MATERIAL TO PROCESS ::
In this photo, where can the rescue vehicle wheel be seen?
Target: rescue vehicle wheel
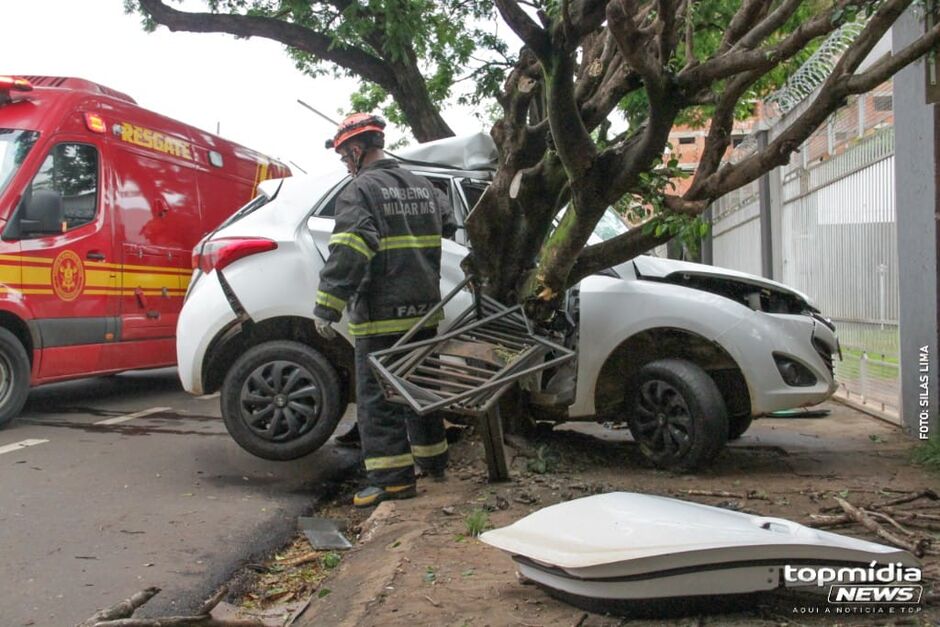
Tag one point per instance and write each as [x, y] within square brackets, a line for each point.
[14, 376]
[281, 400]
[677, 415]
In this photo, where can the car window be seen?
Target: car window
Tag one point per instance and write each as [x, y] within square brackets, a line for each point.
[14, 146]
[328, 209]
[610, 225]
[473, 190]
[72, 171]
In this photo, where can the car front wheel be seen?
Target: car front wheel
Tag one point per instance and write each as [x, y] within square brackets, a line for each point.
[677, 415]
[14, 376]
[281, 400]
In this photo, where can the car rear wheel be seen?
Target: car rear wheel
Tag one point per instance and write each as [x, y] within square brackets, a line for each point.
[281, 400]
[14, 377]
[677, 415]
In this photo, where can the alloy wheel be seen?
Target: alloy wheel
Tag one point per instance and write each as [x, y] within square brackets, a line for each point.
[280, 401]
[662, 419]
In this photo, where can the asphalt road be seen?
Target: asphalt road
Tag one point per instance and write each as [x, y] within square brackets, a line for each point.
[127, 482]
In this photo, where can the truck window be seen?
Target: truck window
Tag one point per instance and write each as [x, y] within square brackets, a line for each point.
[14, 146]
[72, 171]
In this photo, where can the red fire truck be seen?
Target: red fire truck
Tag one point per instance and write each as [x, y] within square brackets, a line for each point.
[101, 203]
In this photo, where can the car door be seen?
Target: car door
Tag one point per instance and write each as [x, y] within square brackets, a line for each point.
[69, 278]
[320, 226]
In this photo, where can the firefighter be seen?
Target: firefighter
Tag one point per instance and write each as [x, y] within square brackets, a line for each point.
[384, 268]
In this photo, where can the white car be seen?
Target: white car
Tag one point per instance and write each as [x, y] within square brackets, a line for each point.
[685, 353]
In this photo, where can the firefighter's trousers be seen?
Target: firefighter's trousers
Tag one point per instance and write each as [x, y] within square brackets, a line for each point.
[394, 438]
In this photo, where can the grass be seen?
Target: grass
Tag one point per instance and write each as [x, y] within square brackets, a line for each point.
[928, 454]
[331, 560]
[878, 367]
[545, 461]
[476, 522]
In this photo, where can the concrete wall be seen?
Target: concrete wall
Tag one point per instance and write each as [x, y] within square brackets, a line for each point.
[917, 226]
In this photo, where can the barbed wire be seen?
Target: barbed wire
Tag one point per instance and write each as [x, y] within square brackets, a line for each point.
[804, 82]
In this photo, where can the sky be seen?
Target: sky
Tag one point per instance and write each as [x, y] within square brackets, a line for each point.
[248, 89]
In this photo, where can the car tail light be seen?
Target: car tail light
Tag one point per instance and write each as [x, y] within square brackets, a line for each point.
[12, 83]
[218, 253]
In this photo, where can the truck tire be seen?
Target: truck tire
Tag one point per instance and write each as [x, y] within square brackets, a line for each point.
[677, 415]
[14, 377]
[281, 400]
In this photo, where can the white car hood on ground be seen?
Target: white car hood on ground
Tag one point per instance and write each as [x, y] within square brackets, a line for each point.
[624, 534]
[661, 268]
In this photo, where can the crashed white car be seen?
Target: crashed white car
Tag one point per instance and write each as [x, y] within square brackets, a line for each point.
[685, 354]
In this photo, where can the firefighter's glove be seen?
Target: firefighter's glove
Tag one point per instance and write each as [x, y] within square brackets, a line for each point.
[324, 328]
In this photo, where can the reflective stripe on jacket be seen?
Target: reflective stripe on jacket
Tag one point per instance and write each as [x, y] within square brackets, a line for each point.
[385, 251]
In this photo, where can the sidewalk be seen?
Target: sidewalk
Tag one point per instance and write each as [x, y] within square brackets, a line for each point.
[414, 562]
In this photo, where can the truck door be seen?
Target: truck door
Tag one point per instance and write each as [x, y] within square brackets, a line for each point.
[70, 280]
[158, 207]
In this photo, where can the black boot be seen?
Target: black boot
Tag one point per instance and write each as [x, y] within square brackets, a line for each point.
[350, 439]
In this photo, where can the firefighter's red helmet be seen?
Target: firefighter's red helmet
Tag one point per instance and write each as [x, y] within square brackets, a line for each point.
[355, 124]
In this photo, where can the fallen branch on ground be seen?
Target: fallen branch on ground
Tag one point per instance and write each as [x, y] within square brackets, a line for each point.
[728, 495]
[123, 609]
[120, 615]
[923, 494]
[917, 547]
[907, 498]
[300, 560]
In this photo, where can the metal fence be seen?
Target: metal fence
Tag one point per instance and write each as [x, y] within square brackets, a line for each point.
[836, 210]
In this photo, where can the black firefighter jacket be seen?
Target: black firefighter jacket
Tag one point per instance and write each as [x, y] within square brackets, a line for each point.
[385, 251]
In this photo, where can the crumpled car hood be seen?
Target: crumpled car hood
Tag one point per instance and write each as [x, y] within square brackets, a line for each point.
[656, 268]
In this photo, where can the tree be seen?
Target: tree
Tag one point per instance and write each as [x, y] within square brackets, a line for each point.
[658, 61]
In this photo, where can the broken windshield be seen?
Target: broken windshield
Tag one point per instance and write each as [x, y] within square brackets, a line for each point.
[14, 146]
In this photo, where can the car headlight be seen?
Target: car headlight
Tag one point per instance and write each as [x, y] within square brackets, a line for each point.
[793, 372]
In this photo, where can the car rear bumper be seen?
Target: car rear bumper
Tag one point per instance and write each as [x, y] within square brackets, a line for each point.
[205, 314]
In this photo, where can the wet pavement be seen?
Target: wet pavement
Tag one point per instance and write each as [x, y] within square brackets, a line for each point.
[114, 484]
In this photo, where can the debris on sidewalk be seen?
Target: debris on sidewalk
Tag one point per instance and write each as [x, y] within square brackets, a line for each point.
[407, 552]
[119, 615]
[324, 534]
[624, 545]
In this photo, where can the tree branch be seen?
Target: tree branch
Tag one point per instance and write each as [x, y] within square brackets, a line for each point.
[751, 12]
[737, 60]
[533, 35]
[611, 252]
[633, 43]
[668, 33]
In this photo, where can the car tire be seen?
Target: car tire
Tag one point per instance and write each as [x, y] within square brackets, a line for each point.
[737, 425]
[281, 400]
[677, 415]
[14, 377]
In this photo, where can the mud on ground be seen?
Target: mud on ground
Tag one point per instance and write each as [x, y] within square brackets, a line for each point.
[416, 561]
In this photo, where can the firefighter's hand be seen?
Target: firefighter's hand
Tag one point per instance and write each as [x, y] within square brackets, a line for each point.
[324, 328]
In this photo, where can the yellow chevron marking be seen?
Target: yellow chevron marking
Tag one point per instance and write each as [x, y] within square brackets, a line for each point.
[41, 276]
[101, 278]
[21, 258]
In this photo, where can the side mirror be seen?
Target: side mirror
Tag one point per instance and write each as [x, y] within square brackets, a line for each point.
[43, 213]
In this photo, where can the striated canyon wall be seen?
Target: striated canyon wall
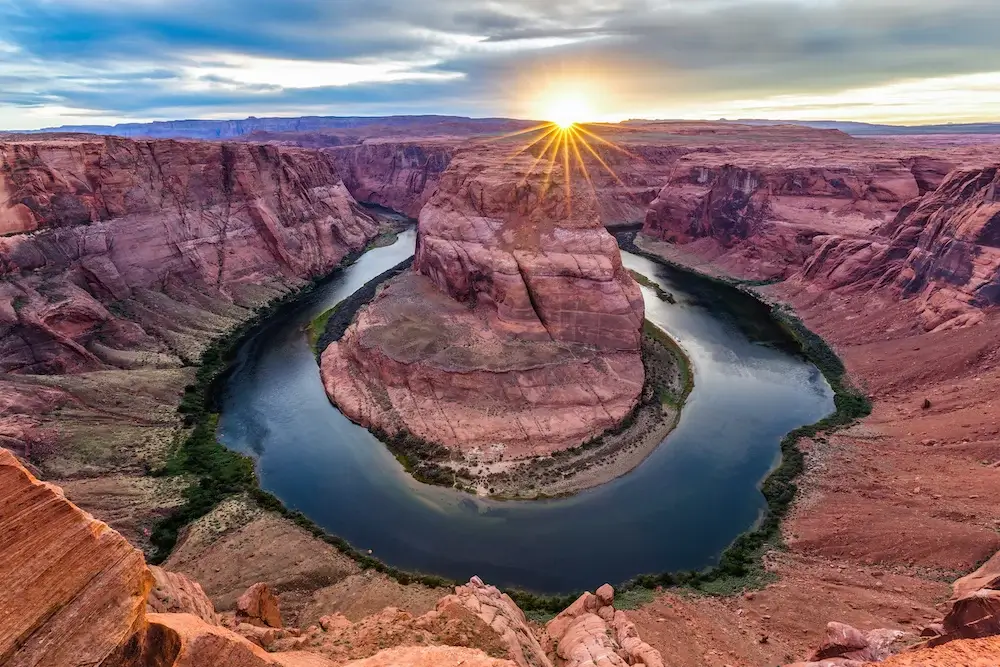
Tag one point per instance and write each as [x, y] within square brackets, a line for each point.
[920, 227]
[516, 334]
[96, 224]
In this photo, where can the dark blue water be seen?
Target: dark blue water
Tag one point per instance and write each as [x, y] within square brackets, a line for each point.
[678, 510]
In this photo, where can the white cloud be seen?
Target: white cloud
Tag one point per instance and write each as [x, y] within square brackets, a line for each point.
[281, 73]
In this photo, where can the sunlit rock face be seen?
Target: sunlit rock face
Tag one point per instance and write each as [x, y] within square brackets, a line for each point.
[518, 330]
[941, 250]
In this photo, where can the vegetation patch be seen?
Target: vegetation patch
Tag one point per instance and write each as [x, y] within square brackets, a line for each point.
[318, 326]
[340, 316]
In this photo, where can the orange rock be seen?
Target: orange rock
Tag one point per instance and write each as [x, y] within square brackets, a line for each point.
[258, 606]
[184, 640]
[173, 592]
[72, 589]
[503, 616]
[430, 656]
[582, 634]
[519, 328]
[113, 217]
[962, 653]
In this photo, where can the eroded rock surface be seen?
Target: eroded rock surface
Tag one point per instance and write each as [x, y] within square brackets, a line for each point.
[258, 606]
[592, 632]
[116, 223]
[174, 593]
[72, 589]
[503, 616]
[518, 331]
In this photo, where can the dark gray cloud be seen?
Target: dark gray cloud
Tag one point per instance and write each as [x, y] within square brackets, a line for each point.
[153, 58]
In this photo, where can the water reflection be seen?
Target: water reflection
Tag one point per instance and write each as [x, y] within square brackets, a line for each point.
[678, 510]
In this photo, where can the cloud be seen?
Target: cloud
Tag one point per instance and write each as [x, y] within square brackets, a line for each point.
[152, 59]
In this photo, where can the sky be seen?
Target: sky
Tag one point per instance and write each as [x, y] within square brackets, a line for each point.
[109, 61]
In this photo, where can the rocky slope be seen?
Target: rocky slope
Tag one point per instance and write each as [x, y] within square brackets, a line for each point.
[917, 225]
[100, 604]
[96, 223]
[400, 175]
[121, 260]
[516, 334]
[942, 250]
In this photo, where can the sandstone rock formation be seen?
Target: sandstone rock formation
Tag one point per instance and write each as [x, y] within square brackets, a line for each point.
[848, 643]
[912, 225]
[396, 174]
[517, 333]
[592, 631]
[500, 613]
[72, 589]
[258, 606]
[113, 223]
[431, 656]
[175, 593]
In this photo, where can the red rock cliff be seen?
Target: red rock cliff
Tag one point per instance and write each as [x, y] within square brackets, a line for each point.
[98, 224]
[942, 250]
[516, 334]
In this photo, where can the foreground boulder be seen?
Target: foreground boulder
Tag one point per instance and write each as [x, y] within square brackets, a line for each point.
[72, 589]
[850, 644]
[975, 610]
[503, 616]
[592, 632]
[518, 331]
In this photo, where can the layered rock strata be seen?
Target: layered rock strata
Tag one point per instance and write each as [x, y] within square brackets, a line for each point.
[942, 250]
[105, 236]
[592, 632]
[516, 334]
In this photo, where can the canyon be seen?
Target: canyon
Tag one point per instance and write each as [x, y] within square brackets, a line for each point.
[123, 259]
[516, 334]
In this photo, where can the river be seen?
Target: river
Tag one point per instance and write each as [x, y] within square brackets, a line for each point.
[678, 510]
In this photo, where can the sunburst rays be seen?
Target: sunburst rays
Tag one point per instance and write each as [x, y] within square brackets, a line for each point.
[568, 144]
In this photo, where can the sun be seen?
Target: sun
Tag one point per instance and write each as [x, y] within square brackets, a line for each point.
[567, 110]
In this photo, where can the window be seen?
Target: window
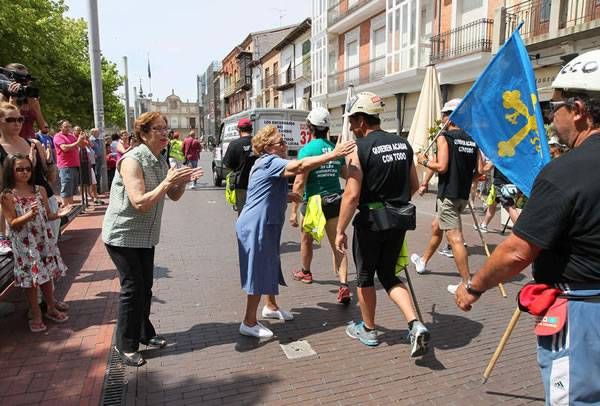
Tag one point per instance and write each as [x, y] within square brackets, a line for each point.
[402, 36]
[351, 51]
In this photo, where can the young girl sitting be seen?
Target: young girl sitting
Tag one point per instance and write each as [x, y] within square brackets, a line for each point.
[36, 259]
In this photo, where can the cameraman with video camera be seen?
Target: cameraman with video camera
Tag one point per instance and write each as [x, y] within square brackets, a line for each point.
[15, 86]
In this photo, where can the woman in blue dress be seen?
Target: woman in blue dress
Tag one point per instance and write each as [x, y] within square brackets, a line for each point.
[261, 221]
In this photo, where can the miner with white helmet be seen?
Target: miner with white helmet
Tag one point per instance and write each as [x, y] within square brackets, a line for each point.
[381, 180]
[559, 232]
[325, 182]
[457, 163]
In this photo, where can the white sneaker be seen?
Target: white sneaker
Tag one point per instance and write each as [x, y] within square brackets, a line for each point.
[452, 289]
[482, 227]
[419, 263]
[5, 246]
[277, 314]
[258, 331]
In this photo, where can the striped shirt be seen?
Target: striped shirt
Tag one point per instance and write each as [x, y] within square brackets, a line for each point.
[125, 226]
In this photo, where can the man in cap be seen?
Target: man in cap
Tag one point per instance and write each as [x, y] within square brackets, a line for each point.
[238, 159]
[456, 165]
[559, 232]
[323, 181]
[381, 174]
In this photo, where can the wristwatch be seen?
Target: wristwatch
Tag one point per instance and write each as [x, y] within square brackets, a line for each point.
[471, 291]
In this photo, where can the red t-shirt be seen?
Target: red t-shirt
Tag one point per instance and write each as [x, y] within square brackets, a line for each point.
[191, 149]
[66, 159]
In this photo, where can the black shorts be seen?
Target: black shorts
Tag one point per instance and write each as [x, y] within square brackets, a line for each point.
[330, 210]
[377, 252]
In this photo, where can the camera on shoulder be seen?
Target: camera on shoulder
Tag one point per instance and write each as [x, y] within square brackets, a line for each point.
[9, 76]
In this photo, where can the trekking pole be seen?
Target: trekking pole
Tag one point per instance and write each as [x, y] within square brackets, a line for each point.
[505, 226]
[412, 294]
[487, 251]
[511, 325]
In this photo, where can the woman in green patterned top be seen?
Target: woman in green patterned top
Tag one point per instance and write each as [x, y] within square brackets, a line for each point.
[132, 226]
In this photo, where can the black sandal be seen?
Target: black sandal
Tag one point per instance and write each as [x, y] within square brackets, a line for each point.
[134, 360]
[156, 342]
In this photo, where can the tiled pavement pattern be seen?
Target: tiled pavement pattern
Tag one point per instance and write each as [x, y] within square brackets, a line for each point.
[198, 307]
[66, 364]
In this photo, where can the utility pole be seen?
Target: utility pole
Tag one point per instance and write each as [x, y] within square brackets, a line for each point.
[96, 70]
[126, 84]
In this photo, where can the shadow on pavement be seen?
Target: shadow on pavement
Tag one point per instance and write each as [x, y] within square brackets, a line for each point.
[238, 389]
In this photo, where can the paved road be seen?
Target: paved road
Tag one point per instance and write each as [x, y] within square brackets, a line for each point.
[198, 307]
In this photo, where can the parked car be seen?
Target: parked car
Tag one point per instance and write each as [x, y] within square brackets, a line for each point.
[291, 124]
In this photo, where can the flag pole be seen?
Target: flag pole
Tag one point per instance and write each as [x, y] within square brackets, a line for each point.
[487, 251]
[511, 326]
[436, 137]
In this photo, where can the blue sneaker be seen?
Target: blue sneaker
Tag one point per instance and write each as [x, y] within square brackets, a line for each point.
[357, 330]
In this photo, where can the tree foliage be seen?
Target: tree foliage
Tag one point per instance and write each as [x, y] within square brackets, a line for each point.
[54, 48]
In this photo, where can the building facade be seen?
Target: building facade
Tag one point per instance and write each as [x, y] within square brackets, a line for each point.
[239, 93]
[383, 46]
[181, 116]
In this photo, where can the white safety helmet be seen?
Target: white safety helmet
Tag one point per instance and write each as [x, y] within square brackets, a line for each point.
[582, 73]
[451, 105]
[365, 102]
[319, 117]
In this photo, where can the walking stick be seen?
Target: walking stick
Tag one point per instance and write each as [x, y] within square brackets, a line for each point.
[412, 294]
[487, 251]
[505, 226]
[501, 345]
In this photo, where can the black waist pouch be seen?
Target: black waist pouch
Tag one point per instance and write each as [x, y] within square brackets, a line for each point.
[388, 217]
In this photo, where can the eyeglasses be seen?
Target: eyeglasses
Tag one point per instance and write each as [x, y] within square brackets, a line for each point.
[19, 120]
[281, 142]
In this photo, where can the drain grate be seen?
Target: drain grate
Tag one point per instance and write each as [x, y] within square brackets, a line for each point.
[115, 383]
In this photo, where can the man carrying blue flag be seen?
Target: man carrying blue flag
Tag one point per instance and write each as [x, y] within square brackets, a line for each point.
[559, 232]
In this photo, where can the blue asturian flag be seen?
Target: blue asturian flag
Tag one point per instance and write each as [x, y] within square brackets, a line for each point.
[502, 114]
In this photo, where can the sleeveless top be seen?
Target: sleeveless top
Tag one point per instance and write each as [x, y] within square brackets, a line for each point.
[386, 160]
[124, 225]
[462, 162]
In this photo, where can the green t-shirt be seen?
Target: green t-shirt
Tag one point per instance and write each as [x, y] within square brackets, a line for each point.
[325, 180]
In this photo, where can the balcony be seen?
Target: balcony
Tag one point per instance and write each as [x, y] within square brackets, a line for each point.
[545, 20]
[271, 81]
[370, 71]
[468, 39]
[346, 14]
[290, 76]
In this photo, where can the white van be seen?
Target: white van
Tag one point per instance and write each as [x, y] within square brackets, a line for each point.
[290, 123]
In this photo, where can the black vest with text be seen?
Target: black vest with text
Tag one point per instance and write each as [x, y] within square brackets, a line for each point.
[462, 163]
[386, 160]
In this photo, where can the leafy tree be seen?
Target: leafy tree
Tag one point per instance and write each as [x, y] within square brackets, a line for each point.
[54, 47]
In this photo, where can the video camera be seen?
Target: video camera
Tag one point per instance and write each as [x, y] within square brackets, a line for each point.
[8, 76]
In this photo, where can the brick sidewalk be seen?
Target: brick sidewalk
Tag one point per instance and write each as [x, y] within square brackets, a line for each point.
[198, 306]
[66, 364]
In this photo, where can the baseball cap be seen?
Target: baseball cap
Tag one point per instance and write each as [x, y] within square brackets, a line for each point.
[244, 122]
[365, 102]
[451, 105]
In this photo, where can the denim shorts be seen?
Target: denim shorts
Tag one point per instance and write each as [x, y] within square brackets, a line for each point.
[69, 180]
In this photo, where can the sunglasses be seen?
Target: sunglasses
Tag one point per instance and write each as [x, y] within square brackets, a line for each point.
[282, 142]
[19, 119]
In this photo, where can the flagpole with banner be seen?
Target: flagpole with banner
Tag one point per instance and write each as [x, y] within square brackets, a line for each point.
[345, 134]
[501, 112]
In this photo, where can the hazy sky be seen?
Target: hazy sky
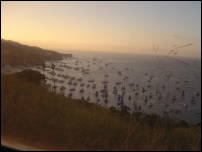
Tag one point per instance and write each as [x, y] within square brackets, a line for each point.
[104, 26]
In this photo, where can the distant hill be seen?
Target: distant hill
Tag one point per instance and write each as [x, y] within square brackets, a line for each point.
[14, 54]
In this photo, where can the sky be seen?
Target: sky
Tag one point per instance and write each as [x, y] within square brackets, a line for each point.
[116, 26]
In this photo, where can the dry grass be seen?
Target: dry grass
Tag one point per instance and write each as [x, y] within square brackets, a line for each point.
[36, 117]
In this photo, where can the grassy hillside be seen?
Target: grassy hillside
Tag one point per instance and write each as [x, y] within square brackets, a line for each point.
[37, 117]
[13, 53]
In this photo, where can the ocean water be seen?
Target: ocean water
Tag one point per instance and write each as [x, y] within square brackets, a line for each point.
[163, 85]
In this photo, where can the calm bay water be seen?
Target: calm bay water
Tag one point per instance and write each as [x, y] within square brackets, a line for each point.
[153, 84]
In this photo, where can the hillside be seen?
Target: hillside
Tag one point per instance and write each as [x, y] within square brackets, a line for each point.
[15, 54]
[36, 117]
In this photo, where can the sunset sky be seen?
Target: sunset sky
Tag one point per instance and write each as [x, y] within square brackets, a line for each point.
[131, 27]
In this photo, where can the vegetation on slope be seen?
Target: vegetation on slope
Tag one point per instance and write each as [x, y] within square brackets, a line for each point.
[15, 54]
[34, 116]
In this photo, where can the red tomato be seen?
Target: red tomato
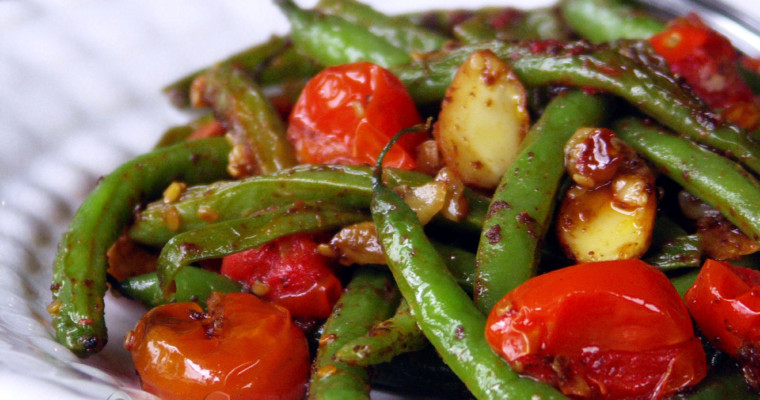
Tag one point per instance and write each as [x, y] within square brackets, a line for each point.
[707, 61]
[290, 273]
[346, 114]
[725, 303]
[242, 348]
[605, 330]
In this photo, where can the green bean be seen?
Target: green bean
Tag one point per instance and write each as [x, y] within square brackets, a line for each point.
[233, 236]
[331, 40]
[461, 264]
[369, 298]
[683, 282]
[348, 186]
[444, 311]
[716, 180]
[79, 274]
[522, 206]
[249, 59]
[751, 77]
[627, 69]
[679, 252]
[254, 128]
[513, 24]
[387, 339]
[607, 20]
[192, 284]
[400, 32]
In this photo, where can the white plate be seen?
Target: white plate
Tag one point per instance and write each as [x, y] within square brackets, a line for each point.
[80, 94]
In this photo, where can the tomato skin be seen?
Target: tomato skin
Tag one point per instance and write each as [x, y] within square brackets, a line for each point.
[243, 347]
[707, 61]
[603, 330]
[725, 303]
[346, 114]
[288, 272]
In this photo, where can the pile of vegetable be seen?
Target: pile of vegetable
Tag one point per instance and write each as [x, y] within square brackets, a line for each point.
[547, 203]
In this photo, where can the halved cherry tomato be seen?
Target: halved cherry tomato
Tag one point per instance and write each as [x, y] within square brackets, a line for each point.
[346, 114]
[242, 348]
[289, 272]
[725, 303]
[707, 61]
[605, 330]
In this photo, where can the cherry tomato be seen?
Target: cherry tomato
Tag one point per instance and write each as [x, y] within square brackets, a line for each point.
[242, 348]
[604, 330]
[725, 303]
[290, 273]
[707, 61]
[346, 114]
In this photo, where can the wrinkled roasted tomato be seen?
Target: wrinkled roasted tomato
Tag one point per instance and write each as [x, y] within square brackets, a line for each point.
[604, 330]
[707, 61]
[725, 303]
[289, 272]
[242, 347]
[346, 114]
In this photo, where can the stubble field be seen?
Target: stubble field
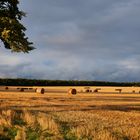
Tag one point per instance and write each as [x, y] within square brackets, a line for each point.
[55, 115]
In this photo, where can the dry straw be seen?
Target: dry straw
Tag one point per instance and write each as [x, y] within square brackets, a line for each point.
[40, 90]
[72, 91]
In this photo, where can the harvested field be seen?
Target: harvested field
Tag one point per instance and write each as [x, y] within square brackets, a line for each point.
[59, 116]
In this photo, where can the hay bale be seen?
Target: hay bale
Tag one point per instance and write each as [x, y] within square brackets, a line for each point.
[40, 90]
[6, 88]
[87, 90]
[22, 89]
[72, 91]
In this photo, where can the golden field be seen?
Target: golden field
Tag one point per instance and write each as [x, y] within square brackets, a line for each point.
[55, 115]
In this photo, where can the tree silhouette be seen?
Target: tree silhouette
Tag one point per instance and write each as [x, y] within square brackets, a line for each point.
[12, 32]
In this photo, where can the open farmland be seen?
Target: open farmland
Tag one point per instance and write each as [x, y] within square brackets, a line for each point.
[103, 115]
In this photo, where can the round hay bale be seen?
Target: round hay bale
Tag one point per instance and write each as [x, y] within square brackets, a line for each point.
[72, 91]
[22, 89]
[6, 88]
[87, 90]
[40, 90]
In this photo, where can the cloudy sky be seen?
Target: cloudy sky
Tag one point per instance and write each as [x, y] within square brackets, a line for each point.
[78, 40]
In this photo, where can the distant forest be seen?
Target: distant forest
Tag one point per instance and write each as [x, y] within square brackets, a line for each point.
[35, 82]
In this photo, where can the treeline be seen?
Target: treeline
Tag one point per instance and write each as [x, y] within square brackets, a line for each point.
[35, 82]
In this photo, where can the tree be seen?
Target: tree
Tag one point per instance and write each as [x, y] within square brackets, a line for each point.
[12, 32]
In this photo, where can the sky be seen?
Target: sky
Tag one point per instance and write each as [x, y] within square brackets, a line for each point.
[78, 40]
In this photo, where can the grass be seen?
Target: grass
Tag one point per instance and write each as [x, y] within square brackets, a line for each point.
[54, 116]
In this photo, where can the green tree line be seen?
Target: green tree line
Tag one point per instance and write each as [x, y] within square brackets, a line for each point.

SHORT TASK :: The required output is the exact sequence of lines from the one containing "In this photo, where can the distant forest" through the end of the listing, both endpoints included.

SOLVED PROBLEM ::
In this photo, where can the distant forest be seen?
Target: distant forest
Tag one point per instance and write each as [x, y] within square brackets, a line for each point.
[35, 82]
In this photo, where can the treeline be seen?
Target: treeline
Tag one point per instance and write each as [x, y] within square brackets, a line for each point.
[35, 82]
In this photo, where can the tree be seen?
Target: tree
Tag one point per instance and write each as [x, y] within square brackets, a line for each point.
[12, 32]
In this photo, where can the sky be seen?
Target: sky
Tag one point per instance and write each as [x, y] within square brackets, a line for each point.
[78, 40]
In this photo, where can the grass be seen?
Target: grass
Tag one point per instance and write each as [x, y] within square brackets, a line for each point.
[54, 116]
In this photo, where can the green tree line be seen?
Target: green tree line
Tag one point per instance and write each as [x, y] within square brackets, a line for each point.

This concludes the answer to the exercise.